ИСХОДНЫЙ ТЕКСТ:
(Окончание, начало)
— Как вы осваивали другие языки?
— Основательно — только немецкий, три года с Проппом. Остальные, по мере надобности, — сама. Во время войны я работала в Москве, в ТАССе, референтом Справочной редакции. Мне полагалось обрабатывать печать на английском, французском, испанском и итальянском языках. Английского я нахваталась от мамы — вузовского преподавателя (как она уговаривала меня: давай, позанимаемся! — но я все откладывала, о чем всю жизнь жалею). Французский послушала с месяц в Париже, по пути из Испании домой, — в ожидании, когда в Гавр придет за нами теплоход «Россия», и пристрастилась читать по-французски. Про испанский я уже рассказала, а с итальянским получилась целая история. В 1946 году в Московском Ин'язе им. Мориса Тореза ввели итальянский язык, а преподавателей не было, точнее, не хватало. Заведующая итальянским отделением Софья Владимировна Герье предложила мне вести первый курс. — Но я же не знаю грамматики! — отбивалась я, а сама думаю: бедная С.В.с кружевным жабо по моде девятнадцатого века, дочь министра просвещения — основателя Высших женских курсов, возившего ее на лето в Нерви, под Геную, — как мне объяснить ей, что меня, с моим тюремным прошлым, отдел кадров не пропустит! Но она настаивала: вот тебе грамматика Мильерини, сегодня выучишь — завтра преподашь! Ввиду крайней нужды, отдел кадров четыре года меня терпел. Любопытно, что все до единой студентки того первого курса, подопытные кролики, на которых я училась, стали преподавателями итальянского языка.

УСЛОВИЕ ЗАДАЧИ: Перечислите, пожалуйста, все иностранные языки, названные в тексте выше.

ИЗВЛЕЧЕННЫЕ ДАННЫЕ:
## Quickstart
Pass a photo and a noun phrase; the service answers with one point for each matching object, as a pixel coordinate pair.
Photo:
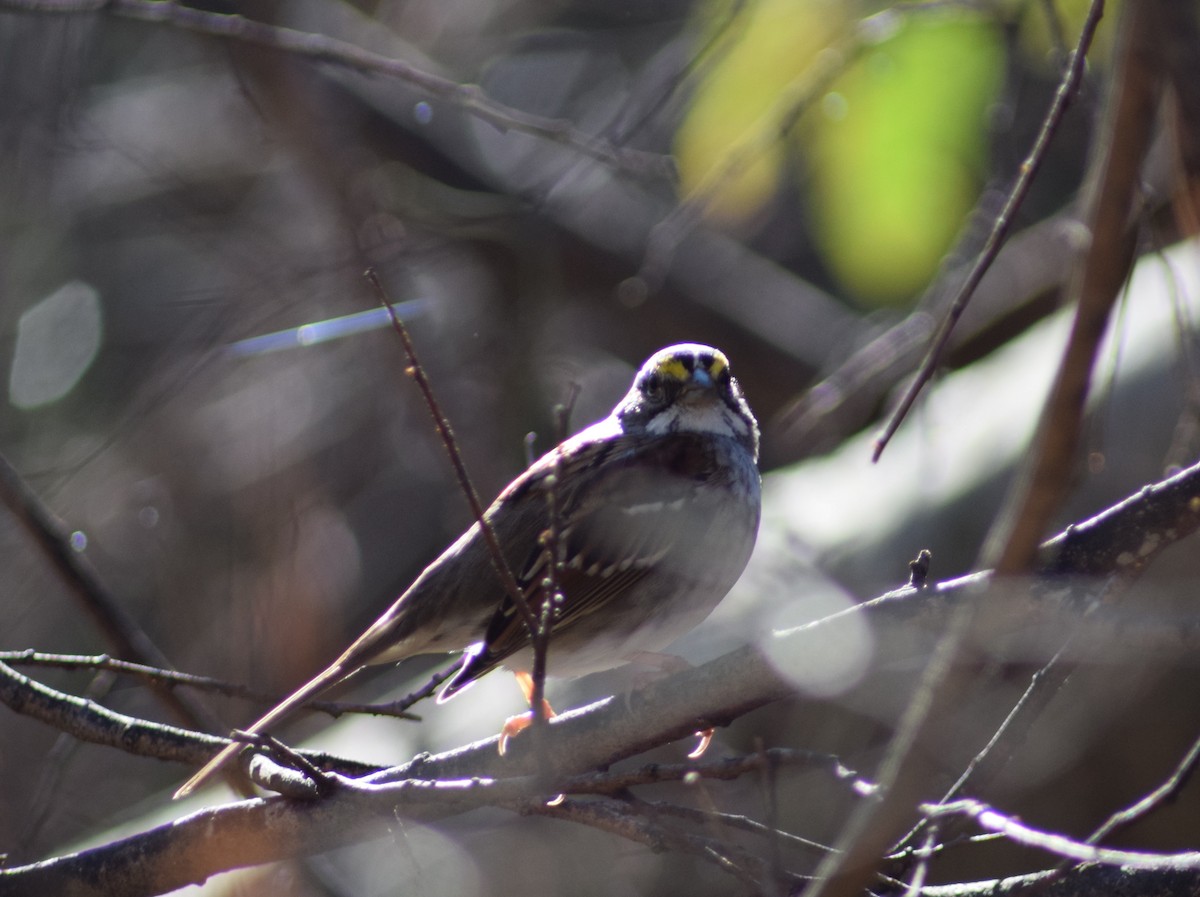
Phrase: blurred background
(798, 182)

РЕШЕНИЕ ЗАДАЧИ: Немецкий, английский, французский, испанский, итальянский.